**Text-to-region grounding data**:
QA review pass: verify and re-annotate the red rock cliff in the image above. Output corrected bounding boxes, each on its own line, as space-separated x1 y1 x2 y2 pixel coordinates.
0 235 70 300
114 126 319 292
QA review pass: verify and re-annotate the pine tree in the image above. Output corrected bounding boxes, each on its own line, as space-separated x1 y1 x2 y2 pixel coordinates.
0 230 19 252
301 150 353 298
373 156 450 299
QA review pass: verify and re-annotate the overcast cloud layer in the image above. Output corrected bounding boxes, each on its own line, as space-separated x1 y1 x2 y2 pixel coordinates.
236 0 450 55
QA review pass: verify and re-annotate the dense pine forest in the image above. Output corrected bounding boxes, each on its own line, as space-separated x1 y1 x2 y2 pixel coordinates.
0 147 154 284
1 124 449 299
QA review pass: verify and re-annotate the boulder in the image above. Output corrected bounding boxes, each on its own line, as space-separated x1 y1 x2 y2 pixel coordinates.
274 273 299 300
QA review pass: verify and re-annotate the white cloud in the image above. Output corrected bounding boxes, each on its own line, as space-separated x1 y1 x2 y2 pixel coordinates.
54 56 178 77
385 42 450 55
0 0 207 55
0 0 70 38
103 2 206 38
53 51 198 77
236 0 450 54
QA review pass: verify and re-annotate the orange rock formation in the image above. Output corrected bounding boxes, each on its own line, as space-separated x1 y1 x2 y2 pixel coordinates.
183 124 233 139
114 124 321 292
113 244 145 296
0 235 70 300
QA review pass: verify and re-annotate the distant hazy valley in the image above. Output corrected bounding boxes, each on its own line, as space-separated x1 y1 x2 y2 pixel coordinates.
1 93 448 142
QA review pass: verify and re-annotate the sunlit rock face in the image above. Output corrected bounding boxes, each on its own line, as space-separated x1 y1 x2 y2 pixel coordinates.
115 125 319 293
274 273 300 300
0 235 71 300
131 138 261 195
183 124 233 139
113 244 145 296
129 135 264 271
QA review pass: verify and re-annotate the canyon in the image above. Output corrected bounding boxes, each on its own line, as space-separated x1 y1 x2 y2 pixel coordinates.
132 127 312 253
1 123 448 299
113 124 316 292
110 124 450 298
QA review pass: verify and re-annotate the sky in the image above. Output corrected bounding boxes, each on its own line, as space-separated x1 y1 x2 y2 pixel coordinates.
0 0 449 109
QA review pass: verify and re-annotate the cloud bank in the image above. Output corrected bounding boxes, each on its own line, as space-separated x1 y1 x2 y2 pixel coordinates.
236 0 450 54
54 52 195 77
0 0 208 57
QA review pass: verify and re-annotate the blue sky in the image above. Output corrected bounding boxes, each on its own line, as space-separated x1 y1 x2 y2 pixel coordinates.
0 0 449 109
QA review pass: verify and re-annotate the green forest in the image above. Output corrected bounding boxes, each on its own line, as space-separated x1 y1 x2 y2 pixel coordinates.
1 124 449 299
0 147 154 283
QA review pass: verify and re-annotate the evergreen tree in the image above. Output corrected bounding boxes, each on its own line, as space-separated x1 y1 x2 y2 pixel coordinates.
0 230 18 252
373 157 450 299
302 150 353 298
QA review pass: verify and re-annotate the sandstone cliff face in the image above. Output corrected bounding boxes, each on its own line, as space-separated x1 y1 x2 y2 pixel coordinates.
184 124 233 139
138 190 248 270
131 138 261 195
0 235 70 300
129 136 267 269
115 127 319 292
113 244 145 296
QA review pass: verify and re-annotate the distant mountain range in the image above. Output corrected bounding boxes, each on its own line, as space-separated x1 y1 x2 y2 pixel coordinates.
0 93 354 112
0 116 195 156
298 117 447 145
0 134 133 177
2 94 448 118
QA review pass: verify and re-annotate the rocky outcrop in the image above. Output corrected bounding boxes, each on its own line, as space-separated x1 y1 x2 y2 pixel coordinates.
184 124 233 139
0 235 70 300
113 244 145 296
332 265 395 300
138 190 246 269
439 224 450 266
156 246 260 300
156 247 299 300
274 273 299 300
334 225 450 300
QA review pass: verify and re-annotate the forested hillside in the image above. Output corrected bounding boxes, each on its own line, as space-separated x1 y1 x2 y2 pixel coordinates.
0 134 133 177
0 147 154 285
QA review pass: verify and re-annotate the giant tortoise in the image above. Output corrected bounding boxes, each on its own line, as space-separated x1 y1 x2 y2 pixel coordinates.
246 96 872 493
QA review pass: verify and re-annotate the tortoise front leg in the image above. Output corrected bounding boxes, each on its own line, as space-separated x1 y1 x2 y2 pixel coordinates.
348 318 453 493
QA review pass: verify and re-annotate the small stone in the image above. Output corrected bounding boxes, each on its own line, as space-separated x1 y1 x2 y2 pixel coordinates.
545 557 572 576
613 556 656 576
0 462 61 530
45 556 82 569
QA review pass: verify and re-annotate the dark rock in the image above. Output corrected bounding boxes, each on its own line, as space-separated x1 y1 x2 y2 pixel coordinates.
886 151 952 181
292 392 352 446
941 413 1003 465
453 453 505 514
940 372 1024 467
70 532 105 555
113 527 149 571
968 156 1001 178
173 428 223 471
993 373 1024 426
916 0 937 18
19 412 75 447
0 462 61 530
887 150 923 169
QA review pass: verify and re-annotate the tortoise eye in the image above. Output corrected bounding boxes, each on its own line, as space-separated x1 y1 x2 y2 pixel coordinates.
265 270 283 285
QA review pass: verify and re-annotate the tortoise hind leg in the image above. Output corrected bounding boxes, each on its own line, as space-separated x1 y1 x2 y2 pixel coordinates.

**WORK REQUEST**: Repeat the data in full. Alter nothing.

**ANSWER BOX**:
QA review pass: verify and re-annotate the red rock cliff in the image above. Output corrected bounding boxes, each on its own line, as space-separated x1 y1 x2 y2 pixel coordinates.
0 235 70 300
114 126 319 292
QA review pass: verify and re-annotate the pine tree in the image above. Output corrected bounding boxes, each on its own line, as space-separated x1 y1 x2 y2 pixel coordinates.
0 230 19 252
301 150 353 298
373 156 450 299
QA review pass: verify and re-annotate the overcast cloud layer in the image above. Output corrected bounding boxes, each on its own line, as space-separated x1 y1 x2 y2 pixel coordinates.
236 0 450 55
QA review pass: verify and re-annotate the dense pine forest in the image above. Output corrected bounding boxes, each on its own line, as space-separated x1 y1 x2 y2 pixel coordinates.
0 147 154 284
1 124 449 299
QA review pass: verify and re-annotate the boulder in the image above. Output corrected bounding boxes, each on its own line, as space-separated x1 y1 x2 y2 pixel coordinates.
274 273 299 300
QA review pass: verify and re-annotate the white cloud in the image above. Output corrected bounding boxes, each on its own line, as space-separated x1 y1 x2 y2 pixel coordinates.
54 56 178 77
385 42 450 55
0 0 207 55
0 0 70 38
103 2 206 38
53 51 198 77
236 0 450 54
QA review pass: verify and re-annotate the orange rock formation in the image above. Output corrected bounding boxes, each on its own line, as space-separated x1 y1 x2 y2 pixel coordinates.
183 124 233 139
114 124 321 292
113 244 145 296
0 235 70 300
QA review pass: verify and re-annotate the distant hazy valley in the image above. Output corrected bounding boxes, each on its own line, as space-separated x1 y1 x2 y2 pixel coordinates.
1 93 448 142
QA review pass: verify and re-annotate the sunlit rock face in the image above. Output corrected bounding boxes, each on its own line, as space-separated x1 y1 x2 y2 pixel coordinates.
115 125 319 293
274 273 300 300
0 235 71 300
131 138 261 195
183 124 233 139
113 244 145 296
129 135 264 271
QA review pass: verify and re-annotate the canyon in the image above. Output corrected bounding boxes, each on its own line, as space-separated x1 y1 x2 y2 pixel coordinates.
132 127 312 253
1 123 448 299
113 124 316 292
110 124 450 298
QA review pass: verify and re-annotate the sky in the image above. Output corrected bounding boxes, each on its own line, as space-separated x1 y1 x2 y2 pixel coordinates.
0 0 449 109
QA review pass: verify and re-annotate the cloud bank in the image above. Output corrected bounding boxes, each on its own line, as space-separated x1 y1 x2 y2 pixel coordinates.
236 0 450 54
54 52 195 77
0 0 208 57
QA review pass: verify and re-annotate the blue sky in the image above. Output corrected bounding boxes, each on its own line, as space-separated x1 y1 x2 y2 pixel coordinates.
0 0 449 109
QA review pass: verify and re-annotate the green forest in the image above. Output corrected bounding boxes, each on its own line, as space-separated x1 y1 x2 y2 pixel coordinates.
1 124 449 299
0 147 154 283
QA review pass: verify and re-annotate the evergreen tree in the image above. Output corrected bounding boxes, each on its own line, as space-separated x1 y1 x2 y2 pixel coordinates.
0 230 18 252
373 157 450 299
302 150 353 298
QA review pass: verify and re-annotate the sandstone cliff face in the image above. Output corrected bounding boxes, each on its own line, as space-separated x1 y1 x2 y2 pixel coordinates.
184 124 233 139
138 190 248 270
131 138 261 195
0 235 70 300
129 136 267 269
115 127 319 292
113 244 145 296
QA review pass: verify and re-annotate the distant mountain range in the image above. Output corrected bounding boxes, each on its own line, as space-separated x1 y1 x2 y2 pixel coordinates.
0 93 354 112
0 116 195 156
298 117 447 145
0 134 133 177
2 94 448 118
QA review pass: verify and re-annotate the rocky outcrop in the image above. Output corrected bounding boxes, each on its own line, as space-separated x1 y1 x2 y2 pixel coordinates.
184 124 233 139
0 235 70 300
113 244 145 296
332 265 395 300
138 190 246 269
439 224 450 266
156 246 260 300
156 247 299 300
274 273 299 300
334 225 450 300
QA review pass: verify and re-annotate the forested hillside in the image above. Output corrected bounding boxes, each on its own line, as space-separated x1 y1 x2 y2 pixel coordinates.
0 134 133 177
0 147 154 285
QA review pass: verify and re-annotate the giant tortoise in the image above. Output corrected bounding boxes, each on its own line, as space-separated x1 y1 x2 y2 pixel coordinates.
246 96 872 493
QA review pass: verify and re-annotate the tortoise front leg in the image above. Output corrected bounding boxes, each on its own line, as space-separated x1 y1 x2 y2 pixel coordinates.
348 318 453 493
QA review pass: verify and re-annotate the small stone in the image above. Output corrected bounding boxes, each on its own line, as space-separated x1 y1 x2 y2 pixel coordinates.
545 557 572 576
613 556 656 576
0 462 61 530
45 556 82 569
QA review pass: verify and re-annotate the dark rock in the image above. Output corrected bounding boxes, each on its own line, as space-separated x1 y1 x2 y2 pixel coordinates.
886 151 952 181
292 392 352 446
941 413 1003 465
453 453 505 514
940 372 1024 467
70 532 105 555
113 527 149 571
968 156 1001 178
173 428 223 471
993 373 1024 426
916 0 937 18
19 412 75 447
0 462 61 530
887 150 923 169
QA review pass: verify and re-annotate the tortoise eye in the image above. Output corrected bounding boxes, each on its own line, as space-separated x1 y1 x2 y2 pixel coordinates.
265 270 283 285
QA review pass: verify and re-annotate the tortoise hind leg in the image above. Output corrected bounding boxes, each on its own line, as space-separated x1 y1 x2 y2 pixel coordinates.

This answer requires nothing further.